Esercizio proposto A — Trascrivi fedelmente la parte del brano su Vinicius Cantuária compresa tra "Molti veraci artisti" e "uno di questi.", estremi inclusi.
Esercizio proposto B —
Rispondi alle seguenti domande sul brano dedicato a Vinicius Cantuária.
(i) In quale città è nato Vinicius Cantuária?
(ii) A quale città italiana viene accostata Rio de Janeiro?
(iii) Chi ha prodotto l'album "Sol na cara"?

Brano fornito —
----

Il Brasile è uno dei Paesi al mondo maggiormente vittima dei luoghi comuni, dell'oleografia, di un'immagine unidimensionale creata ad uso e consumo di un turismo superficiale e predatorio, figlio di una mentalità colonialista non ancora purtroppo estinta. Rio de Janeiro, da questo punto di vista, è la città del Brasile dove tutto ciò risulta amplificato, dove questa distorta visione, da parco dei divertimenti, sostanzialmente fasulla, ha procurato più danni e risulta più difficile da estirpare ( un po' quello che accade, facendo le debite differenze, con la città di Napoli per l'Italia). 
Molti veraci artisti brasiliani, anche tra i musicisti, hanno sempre cercato, più che di avversare tale parziale immagine, di dar conto della ricchezza della loro cultura nazionale estremamente varia, intrecciata, meticcia, che scaturisce dal mescolamento di tre principali civiltà espressione di tre diversi continenti. Vinicius Cantuária, valente chitarrista e sensibile cantante, nato a Manaus in Amazzonia ma vissuto fin dall'età di sette anni a Rio, è di certo uno di questi.
I suoi album sono la testimonianza di come si possano recepire le influenze più svariate di questo coacervo culturale, innestando sulla propria formazione musicale, il samba e la bossa nova in particolare ma anche il rock, nuovi fermenti, aprendosi con coraggio e rispetto a contributi provenienti da altri generi musicali e da altre nazioni. Tante ormai le collaborazioni con artisti di rango, il nostro ha superato la cinquantina, aventi come comune denominatore la voglia di sperimentare, l'idiosincrasia verso la rigidità delle divisioni tra generi e l'amore per il Brasile: David Byrne, Brian Eno, Bill Frisell, Marc Ribot, Laurie Anderson, l'onnipresente Sakamoto, cittadino del mondo. Ma l'incontro più proficuo, quello che ha segnato la sua carriera, è con Arto Lindsay che ha prodotto nel '96 l'album "Sol na cara", vero landmark della musica leggera moderna brasiliana, con la collaborazione, c'era da scommetterci, anche della Yellow Magic Orchestra.

----

Estratti dei record —
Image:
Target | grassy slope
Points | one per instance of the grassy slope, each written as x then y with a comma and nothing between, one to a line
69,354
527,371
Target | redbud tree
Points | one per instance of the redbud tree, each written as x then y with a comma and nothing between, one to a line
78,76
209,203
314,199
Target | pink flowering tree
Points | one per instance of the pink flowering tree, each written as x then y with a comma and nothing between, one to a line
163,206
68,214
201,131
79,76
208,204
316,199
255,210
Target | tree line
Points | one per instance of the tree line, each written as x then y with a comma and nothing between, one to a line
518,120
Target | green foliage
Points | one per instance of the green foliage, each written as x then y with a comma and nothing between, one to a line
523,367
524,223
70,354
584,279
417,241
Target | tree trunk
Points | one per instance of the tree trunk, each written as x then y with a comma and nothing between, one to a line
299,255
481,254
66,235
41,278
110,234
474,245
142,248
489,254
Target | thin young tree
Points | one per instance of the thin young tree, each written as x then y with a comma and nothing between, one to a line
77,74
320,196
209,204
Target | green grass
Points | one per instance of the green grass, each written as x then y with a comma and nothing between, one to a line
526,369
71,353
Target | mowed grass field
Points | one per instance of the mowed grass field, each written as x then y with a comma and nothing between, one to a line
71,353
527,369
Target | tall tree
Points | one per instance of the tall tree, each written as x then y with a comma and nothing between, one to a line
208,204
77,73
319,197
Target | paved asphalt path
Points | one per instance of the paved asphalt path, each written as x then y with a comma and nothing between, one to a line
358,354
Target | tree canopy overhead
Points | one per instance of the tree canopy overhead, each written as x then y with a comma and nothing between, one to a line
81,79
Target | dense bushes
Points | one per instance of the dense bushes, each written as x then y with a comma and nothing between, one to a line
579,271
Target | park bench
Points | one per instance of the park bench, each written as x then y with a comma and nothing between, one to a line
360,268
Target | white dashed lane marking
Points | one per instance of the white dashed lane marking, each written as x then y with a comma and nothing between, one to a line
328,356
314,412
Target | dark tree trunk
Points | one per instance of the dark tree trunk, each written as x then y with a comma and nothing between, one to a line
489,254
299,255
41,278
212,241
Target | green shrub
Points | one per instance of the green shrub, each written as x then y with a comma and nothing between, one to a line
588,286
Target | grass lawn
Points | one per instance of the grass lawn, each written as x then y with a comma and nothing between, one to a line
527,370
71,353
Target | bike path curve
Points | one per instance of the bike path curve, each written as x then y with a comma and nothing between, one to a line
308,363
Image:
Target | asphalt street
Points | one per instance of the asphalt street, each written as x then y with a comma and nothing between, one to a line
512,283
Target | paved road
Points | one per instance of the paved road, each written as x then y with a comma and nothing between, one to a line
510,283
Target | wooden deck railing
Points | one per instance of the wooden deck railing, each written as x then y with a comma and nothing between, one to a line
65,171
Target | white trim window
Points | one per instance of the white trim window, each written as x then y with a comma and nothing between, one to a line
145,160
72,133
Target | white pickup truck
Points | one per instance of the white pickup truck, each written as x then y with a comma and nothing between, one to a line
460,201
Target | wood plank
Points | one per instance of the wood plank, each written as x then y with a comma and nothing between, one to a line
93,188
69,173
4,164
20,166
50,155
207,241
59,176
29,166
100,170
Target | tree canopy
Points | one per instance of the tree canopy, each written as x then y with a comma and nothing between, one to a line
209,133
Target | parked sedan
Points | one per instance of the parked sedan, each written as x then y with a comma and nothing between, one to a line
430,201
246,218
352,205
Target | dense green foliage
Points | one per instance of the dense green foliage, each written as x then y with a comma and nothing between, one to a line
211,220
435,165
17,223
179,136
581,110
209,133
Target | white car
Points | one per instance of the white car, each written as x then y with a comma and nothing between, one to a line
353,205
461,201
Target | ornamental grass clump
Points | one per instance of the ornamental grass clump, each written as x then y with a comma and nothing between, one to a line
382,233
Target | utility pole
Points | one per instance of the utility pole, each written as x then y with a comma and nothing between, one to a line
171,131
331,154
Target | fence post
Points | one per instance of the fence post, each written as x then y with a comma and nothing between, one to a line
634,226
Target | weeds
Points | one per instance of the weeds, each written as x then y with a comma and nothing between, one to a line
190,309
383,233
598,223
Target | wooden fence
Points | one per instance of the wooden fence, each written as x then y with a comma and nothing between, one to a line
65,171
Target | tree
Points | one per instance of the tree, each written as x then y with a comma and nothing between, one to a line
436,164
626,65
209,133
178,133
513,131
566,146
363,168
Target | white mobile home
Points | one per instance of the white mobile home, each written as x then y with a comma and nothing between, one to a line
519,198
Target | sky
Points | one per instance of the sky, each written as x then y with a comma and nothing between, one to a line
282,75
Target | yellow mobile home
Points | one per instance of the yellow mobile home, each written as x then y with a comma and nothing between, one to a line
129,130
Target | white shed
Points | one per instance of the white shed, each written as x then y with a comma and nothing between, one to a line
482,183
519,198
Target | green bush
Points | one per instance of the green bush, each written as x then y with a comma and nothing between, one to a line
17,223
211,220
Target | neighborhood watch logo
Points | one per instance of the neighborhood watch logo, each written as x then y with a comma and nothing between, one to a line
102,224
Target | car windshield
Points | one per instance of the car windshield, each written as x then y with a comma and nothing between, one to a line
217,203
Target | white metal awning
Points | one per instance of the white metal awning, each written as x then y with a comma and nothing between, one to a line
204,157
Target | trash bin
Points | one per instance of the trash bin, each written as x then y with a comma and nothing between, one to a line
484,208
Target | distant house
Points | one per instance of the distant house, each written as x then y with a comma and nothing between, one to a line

----

Risposta corretta A —
Molti veraci artisti brasiliani, anche tra i musicisti, hanno sempre cercato, più che di avversare tale parziale immagine, di dar conto della ricchezza della loro cultura nazionale estremamente varia, intrecciata, meticcia, che scaturisce dal mescolamento di tre principali civiltà espressione di tre diversi continenti. Vinicius Cantuária, valente chitarrista e sensibile cantante, nato a Manaus in Amazzonia ma vissuto fin dall'età di sette anni a Rio, è di certo uno di questi.

Risposta corretta B —
(i) È nato a Manaus, in Amazzonia.
(ii) Viene accostata a Napoli.
(iii) L'ha prodotto Arto Lindsay.